### DATA EXCERPTS
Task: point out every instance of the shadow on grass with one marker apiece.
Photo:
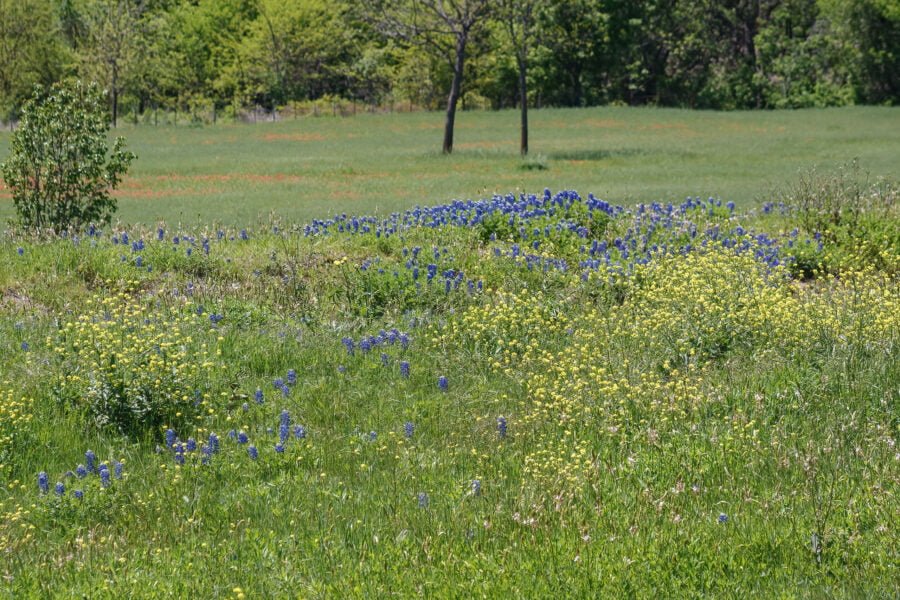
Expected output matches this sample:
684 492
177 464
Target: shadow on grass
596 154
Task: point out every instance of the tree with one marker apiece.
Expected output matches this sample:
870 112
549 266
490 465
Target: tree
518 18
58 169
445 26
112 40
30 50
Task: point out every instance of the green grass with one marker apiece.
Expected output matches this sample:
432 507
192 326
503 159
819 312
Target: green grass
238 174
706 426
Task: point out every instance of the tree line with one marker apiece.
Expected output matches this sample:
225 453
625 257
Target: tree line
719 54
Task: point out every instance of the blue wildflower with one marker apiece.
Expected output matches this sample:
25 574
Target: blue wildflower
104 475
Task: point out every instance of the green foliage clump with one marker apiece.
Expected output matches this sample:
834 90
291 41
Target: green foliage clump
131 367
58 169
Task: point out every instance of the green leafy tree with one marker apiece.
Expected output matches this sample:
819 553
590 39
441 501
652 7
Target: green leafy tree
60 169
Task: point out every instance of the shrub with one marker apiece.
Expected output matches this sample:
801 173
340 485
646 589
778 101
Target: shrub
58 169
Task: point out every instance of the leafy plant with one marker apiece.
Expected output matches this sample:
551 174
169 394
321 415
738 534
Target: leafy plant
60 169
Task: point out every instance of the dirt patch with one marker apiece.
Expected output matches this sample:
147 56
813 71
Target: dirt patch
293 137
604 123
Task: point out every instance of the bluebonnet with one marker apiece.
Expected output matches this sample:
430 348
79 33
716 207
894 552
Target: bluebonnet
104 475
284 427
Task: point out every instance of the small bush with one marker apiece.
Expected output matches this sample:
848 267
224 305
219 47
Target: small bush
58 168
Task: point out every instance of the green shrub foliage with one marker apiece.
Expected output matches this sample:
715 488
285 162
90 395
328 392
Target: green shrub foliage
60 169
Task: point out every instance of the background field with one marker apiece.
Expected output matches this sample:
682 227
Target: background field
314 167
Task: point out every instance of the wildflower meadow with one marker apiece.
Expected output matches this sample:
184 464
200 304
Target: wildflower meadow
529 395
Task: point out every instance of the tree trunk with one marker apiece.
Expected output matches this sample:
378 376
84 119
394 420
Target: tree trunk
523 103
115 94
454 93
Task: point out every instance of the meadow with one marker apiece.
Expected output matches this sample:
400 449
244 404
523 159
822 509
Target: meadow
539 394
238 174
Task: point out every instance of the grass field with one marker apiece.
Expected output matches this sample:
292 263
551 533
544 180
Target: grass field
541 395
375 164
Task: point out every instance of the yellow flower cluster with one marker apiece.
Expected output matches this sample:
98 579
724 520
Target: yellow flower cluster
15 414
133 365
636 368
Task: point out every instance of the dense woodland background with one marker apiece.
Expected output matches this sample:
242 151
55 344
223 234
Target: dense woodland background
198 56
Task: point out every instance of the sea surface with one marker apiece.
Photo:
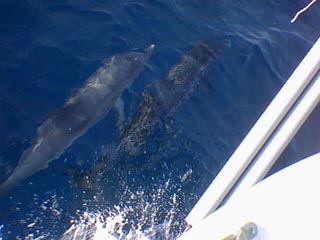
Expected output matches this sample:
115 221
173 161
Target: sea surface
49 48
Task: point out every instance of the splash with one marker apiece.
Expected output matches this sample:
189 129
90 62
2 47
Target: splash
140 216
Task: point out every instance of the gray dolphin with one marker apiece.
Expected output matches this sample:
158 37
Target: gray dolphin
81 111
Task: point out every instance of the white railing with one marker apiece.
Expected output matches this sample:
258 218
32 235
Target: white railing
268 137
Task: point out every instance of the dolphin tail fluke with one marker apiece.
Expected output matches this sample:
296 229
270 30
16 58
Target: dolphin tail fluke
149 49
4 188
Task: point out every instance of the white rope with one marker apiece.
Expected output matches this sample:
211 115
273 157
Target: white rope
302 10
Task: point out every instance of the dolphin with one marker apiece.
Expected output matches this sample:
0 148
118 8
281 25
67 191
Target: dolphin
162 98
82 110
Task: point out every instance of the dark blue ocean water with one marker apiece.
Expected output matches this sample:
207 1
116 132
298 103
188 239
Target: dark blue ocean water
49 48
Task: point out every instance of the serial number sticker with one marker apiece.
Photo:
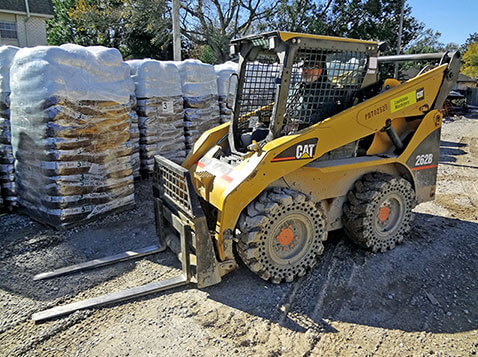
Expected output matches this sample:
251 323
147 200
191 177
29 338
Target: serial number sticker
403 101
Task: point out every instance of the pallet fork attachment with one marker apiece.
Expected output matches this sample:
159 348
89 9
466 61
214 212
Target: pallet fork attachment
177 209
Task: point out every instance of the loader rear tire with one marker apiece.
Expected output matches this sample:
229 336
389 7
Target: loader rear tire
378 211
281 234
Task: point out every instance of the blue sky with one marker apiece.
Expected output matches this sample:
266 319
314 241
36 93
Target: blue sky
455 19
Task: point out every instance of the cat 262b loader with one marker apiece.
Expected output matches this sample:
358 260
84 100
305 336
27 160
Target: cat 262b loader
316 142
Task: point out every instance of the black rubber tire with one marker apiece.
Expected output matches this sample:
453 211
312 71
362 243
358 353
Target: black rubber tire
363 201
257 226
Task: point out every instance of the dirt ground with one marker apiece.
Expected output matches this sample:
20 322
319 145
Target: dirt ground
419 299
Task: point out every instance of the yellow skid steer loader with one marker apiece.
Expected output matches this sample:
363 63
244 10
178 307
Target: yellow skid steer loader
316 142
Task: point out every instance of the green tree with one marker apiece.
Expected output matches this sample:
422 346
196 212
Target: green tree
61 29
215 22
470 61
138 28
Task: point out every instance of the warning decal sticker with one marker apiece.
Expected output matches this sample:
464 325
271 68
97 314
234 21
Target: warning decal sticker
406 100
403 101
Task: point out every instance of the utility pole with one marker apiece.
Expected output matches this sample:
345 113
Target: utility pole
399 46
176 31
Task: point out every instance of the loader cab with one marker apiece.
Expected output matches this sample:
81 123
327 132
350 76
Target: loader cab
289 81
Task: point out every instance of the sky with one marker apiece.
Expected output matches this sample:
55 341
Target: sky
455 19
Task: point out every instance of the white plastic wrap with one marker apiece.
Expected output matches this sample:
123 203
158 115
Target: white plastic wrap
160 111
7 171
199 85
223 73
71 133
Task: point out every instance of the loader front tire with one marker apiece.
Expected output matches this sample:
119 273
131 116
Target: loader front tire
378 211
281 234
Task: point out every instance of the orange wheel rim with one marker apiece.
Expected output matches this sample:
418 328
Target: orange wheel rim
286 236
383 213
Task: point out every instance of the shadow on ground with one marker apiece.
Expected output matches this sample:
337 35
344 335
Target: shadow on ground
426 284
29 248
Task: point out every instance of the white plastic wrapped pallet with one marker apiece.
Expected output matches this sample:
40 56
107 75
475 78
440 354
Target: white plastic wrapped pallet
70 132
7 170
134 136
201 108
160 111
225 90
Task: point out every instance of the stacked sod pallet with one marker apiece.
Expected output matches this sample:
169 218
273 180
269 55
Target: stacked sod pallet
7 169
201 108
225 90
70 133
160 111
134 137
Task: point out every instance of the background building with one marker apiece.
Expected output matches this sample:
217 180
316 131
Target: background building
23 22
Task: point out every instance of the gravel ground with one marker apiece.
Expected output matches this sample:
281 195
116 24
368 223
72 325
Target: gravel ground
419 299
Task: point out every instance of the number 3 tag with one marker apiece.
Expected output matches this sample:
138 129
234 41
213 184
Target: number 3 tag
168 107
######
INSTRUCTIONS TO FOLLOW -> Repeat the material above exactly; any picture in it is left out.

SOLUTION FOR THIS PROBLEM ->
Task: point out every instance of the shadow on grass with one marker apiece.
Photo:
Expected output matches this sample:
684 492
177 464
Target: shadow on grass
596 154
Task: point out every instance of the tree with one marker apiece.
Expected output matches this sample:
870 112
549 266
490 465
Target: tree
518 18
58 169
445 26
112 40
30 50
Task: point out every instance of the green grass with one marker apiece.
Expected output matches this sample:
432 507
192 326
503 159
819 312
Target: green grass
238 174
706 426
Task: point out every instance of the tree line with one marker apiece.
Expected output matches this sample:
225 453
625 257
Target: tree line
719 54
Task: point out every instance of the blue wildflower with one marker apiece.
Expected output matches this sample:
25 574
Target: blue wildflower
104 475
Task: point out every instance of the green foliage clump with one marker apiece.
Expected output matches this sample:
834 90
291 41
Target: green foliage clump
131 367
58 169
Task: point out every instance of the green leafy tree with one marker apiece.
Expected output matches this sample:
819 553
590 39
441 501
652 7
Target: green leafy tree
60 169
Task: point out every instance of the shrub with one marker apiece.
Expected output matches this sample:
801 173
340 485
646 589
778 101
Target: shrub
58 169
Task: point out every instance of the leafy plant with one marker apiece.
Expected output matches this sample:
551 174
169 394
321 415
738 534
Target: leafy plant
60 169
Task: point out every instance of the dirt patch with one marker apiece.
Expected output matches this sample:
147 56
813 71
Target: dirt patch
293 137
604 123
Task: point out every instance of the bluebonnet with one marker apiece.
Expected output matches this sample:
430 348
79 33
716 207
894 552
Target: bluebonnet
104 475
284 427
Task: point out every instance of the small bush with one marker apiece.
Expected output matches this sample:
848 267
224 305
219 47
Target: small bush
58 168
Task: point out every instance of the green shrub foliage with one marker apiece.
Expected output matches this sample:
715 488
285 162
90 395
328 392
Target: green shrub foliage
60 169
Task: point out every instance of the background field with one marker apiece.
Expected output matches this sample:
682 227
Target: background field
314 167
Task: point out every instance of the wildflower meadow with one marker apiece.
Expected output matches this sample:
184 464
200 304
Target: wildflower meadow
529 395
Task: point out every instance of the tree trunk with one marker apiece.
Expected output matches this sample:
378 376
84 119
394 420
Target: tree trunk
523 103
115 94
454 93
Task: point out every instance of the meadow with one marker apiece.
Expected output matches this sample:
400 449
244 404
523 159
822 509
Target: meadow
539 394
238 174
Task: point out every instance of the grass field with one marker apiece.
Expected output matches this sample:
292 263
551 533
544 180
Target: grass field
541 395
375 164
Task: point out every instance of the yellow flower cluster with one marker apiece.
Expected output matches this sample:
98 579
724 520
Target: yellow flower cluster
15 414
133 365
636 368
Task: point out every instance of the dense woodland background with one marker apiece.
Expected output matches this sample:
242 151
55 344
223 234
Target: dense woodland background
198 56
Task: point out every instance of the sea surface with one marker apiece.
Photo:
Expected output matches this sample:
115 221
173 161
Target: sea surface
49 48
Task: point out every instance of the splash with one marker apiece.
Expected output matches this sample:
189 129
90 62
2 47
Target: splash
140 216
Task: point out every instance of the gray dolphin with one marker apiece.
Expected output matches this sample:
158 37
Target: gray dolphin
81 111
Task: point out every instance of the white railing with one marker apiece.
Expected output matches this sample:
258 218
32 235
Target: white railing
268 137
Task: point out every instance of the dolphin tail fluke with one marker apiece.
Expected output matches this sample:
296 229
270 30
16 58
Target: dolphin tail fluke
149 49
4 188
Task: point out every instance of the white rope with one marker apiece.
Expected output matches this sample:
211 115
273 157
Target: white rope
302 10
Task: point out every instance of the dolphin with one marker apiece.
Expected output matches this sample:
0 148
118 8
281 25
67 191
Target: dolphin
162 98
82 110
Task: point out every instance of the dark blue ocean water with one marker apiece.
Expected output matches this sample:
207 1
116 132
298 103
188 239
Target: dark blue ocean water
49 48
Task: point out every instance of the serial number sticker with one marker apiece.
Photo:
Expected output matches this sample:
251 323
147 200
191 177
29 338
Target: serial number sticker
403 101
Task: point out every instance of the pallet fork attachment with one marker apiece.
Expected output matches this sample:
159 348
89 9
466 61
214 212
Target: pallet fork attachment
177 209
Task: point out every instance of the loader rear tire with one marker apiece.
Expected output matches this sample:
229 336
389 7
Target: loader rear tire
378 211
281 234
Task: point out every instance of the blue sky with one marker apiece.
Expected output matches this sample:
266 319
314 241
36 93
Target: blue sky
455 19
Task: point out every instance of the cat 262b loader with one marker apiece.
Expected output matches this sample:
358 260
84 100
305 336
27 160
Target: cat 262b loader
316 142
Task: point out every instance of the black rubber tire with one marker apiece.
Expected output matches this sample:
453 211
312 71
362 243
358 353
Target: black rubber tire
363 201
257 226
Task: point out every instance of the dirt ground with one marker apiece.
Expected output matches this sample:
20 322
319 145
Target: dirt ground
419 299
Task: point out every instance of the yellow skid steer loader with one marker apiece.
Expected output matches this sample:
363 63
244 10
178 307
Target: yellow skid steer loader
316 142
Task: point out every instance of the green tree with one marker apiece.
Expected output matches this sample:
422 346
196 212
Target: green tree
61 29
215 22
470 61
138 28
Task: point out every instance of the warning decal sticker with one marker apiece.
Expected output matches this sample:
464 325
271 68
97 314
234 21
Target: warning decal sticker
406 100
403 101
Task: point out every instance of the utility pole with one marker apiece.
Expected output matches this sample:
345 113
Target: utility pole
399 46
176 31
Task: point out every instance of the loader cab with one marker apiece.
Expected output matches this sample:
81 123
327 132
350 76
Target: loader cab
289 81
Task: point out every instance of the sky with one marker apiece.
Expected output matches this sample:
55 341
Target: sky
455 19
Task: point out every instance of the white plastic wrap with one marker apiece.
Expected output matches this sample:
123 203
158 115
Target: white plastic wrap
160 111
7 171
199 85
223 73
71 133
Task: point out every instance of the loader front tire with one marker apiece.
Expected output matches this sample:
119 273
131 116
Target: loader front tire
378 211
281 234
Task: point out every instance of the orange wheel rim with one marker apiece.
Expected output matches this sample:
418 328
Target: orange wheel rim
286 236
383 213
Task: point out every instance of the shadow on ground with one marker apiece.
Expected output matches this sample:
337 35
344 335
Target: shadow on ground
426 284
29 248
Task: point out every instance of the white plastic wrapped pallet with one marker apiece.
Expected output matches this sample:
40 56
107 75
475 78
440 354
Target: white plastic wrapped pallet
70 132
7 170
134 136
201 108
160 111
225 90
Task: point out every instance of the stacked sod pallet with one marker apiece.
Expected output matches this sample:
169 218
273 180
269 55
Target: stacked sod pallet
7 169
201 108
225 90
70 133
160 111
134 137
Task: point out every instance of the background building with one marker apiece.
Expected output matches this sample:
217 180
316 131
Target: background building
23 22
Task: point out every instance of the gravel ground with one marker apiece.
Expected output matches this sample:
281 195
116 24
368 223
72 325
Target: gravel ground
419 299
Task: point out every instance of the number 3 tag with one marker apiece.
Expected output matches this sample:
138 129
234 41
213 184
Target: number 3 tag
168 107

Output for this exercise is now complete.